■ **Work required**
Please return the lines, both ends included, that run from the one containing "Target — asphalt road" to the last line of the data below, exactly and alone.

■ **Task material**
---

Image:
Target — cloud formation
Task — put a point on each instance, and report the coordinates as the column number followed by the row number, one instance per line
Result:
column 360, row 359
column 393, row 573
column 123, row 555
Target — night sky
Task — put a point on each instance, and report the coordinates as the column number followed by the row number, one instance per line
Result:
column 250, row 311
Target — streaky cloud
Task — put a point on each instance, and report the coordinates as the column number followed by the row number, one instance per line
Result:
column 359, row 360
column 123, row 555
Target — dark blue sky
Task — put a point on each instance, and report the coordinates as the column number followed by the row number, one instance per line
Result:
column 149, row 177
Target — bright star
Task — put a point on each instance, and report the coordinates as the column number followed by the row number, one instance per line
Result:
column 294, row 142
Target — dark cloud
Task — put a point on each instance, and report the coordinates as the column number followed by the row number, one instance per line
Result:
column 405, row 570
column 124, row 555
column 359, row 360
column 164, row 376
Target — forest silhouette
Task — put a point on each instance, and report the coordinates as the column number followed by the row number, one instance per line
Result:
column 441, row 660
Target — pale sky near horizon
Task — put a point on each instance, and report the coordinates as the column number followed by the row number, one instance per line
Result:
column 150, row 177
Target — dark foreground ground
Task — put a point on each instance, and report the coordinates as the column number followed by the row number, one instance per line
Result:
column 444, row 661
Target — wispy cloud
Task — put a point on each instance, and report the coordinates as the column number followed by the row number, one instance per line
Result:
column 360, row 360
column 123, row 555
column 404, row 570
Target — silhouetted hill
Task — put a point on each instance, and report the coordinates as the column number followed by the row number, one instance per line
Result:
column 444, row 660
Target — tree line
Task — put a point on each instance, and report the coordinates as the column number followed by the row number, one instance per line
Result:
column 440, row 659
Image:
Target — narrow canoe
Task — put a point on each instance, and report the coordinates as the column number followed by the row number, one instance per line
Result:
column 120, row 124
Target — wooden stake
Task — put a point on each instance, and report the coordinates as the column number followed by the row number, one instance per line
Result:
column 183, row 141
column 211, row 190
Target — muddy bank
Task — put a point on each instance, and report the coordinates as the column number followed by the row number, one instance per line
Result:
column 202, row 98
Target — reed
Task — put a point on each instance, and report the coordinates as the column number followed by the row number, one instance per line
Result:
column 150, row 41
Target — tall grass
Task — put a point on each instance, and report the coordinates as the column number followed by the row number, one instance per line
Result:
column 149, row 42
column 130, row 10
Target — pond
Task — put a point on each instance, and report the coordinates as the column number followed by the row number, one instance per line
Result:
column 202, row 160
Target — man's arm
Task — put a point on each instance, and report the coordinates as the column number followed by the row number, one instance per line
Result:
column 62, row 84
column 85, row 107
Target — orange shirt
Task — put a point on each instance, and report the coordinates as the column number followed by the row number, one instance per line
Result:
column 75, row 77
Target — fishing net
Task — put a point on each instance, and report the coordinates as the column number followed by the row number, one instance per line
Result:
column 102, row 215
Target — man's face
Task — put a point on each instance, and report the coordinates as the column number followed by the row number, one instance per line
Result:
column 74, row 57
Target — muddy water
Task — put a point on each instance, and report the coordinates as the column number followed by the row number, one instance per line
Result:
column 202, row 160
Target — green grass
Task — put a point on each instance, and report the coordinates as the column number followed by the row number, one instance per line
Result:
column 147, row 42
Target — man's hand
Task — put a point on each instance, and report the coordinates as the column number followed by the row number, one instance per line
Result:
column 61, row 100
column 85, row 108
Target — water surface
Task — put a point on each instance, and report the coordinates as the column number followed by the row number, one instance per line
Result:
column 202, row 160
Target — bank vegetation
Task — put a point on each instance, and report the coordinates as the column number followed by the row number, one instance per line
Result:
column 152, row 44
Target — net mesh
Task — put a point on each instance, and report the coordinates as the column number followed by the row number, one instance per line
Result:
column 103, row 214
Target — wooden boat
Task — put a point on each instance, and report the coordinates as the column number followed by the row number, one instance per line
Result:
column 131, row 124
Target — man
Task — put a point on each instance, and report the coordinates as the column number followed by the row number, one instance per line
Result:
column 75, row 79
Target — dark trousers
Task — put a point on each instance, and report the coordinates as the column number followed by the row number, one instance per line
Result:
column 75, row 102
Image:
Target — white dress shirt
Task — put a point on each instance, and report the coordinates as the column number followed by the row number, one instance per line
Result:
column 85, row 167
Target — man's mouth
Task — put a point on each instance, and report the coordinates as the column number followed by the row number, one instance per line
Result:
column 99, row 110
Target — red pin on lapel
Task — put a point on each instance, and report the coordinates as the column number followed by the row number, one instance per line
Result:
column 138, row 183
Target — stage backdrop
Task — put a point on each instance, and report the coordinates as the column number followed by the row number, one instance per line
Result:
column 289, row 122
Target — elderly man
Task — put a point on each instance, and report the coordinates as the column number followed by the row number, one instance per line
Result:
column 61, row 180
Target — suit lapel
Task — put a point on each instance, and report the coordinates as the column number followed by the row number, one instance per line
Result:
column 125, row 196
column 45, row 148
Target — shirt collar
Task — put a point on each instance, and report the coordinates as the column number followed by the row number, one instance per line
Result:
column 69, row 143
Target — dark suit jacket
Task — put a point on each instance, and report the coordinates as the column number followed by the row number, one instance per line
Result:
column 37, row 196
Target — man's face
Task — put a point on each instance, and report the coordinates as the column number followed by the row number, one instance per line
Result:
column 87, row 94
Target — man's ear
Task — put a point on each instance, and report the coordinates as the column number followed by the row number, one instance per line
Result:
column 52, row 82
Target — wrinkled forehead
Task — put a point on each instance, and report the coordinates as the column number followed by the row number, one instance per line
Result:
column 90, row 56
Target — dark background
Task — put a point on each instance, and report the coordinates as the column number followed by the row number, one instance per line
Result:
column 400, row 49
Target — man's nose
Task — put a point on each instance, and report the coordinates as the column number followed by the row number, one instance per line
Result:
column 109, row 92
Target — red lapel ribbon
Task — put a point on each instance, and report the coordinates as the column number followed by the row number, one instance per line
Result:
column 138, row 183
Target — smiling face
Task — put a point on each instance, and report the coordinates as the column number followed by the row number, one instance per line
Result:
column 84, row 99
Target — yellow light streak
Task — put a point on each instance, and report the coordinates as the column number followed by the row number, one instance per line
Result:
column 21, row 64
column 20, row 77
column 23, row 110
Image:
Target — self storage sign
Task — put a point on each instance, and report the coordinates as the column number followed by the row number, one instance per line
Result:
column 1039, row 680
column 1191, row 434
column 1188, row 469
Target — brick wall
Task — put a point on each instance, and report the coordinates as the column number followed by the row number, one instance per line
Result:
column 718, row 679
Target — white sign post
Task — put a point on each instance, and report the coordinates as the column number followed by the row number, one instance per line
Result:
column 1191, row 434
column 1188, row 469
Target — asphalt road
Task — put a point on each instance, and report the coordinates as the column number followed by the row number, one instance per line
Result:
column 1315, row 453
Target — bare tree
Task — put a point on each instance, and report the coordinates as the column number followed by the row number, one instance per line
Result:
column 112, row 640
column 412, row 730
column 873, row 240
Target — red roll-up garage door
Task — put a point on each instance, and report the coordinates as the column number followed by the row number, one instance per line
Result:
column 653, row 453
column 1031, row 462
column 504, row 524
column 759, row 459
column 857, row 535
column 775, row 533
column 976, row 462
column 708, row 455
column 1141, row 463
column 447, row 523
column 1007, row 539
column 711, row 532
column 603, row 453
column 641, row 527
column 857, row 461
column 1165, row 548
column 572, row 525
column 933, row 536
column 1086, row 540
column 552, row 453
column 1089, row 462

---

■ **Output for this task**
Target — asphalt road
Task — put a point on each instance, and report the coordinates as the column number followed by the row number, one instance per line
Result:
column 1315, row 453
Target — bare tree
Task — put a point on each instance, and report the coordinates as the column number followed by the row number, one instance per line
Result:
column 112, row 640
column 412, row 730
column 873, row 240
Target — red roll-up garage door
Task — put a point on each instance, and report the coordinates as the column number followed by the row number, one instance per line
Result:
column 653, row 453
column 1031, row 462
column 504, row 524
column 759, row 459
column 857, row 535
column 775, row 533
column 976, row 462
column 708, row 455
column 1141, row 463
column 447, row 523
column 1007, row 539
column 711, row 532
column 603, row 453
column 641, row 527
column 857, row 461
column 1165, row 548
column 572, row 525
column 933, row 536
column 1086, row 540
column 552, row 453
column 1089, row 462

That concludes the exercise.